Stored dataset items:
[Start]

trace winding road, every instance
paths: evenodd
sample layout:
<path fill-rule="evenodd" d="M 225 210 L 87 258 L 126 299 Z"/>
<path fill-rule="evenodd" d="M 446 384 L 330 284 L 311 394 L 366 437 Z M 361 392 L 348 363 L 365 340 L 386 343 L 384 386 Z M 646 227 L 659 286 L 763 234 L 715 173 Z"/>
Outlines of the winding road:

[End]
[Start]

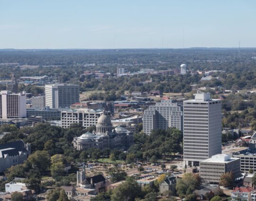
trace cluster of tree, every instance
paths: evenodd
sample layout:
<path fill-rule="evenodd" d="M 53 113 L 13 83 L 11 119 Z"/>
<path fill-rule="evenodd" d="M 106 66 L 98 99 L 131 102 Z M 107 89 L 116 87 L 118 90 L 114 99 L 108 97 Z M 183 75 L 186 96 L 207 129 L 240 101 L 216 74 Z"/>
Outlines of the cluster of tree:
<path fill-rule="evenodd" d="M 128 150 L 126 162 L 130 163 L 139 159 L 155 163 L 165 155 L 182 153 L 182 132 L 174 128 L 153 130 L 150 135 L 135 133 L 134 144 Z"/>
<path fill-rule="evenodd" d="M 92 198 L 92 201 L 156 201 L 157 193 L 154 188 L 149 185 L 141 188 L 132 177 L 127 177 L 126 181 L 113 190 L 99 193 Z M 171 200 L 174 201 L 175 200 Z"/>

[End]

Convert the stretch of the listing from the line containing "trace winding road, every instance" through the line containing "Outlines of the winding" into a Markdown table with the columns Number and Record line, leaving out blank lines.

◆ RESULT OF THE TASK:
| Number | Record line |
|---|---|
| 1 | trace winding road, every instance |
| 2 | paths: evenodd |
| 3 | sample layout: |
| 4 | <path fill-rule="evenodd" d="M 225 210 L 87 258 L 126 299 Z"/> |
| 5 | <path fill-rule="evenodd" d="M 446 384 L 330 284 L 311 394 L 366 437 Z M 361 392 L 348 363 L 365 340 L 386 343 L 384 386 Z M 646 227 L 659 286 L 763 234 L 715 173 Z"/> |
| 6 | Outlines of the winding road: |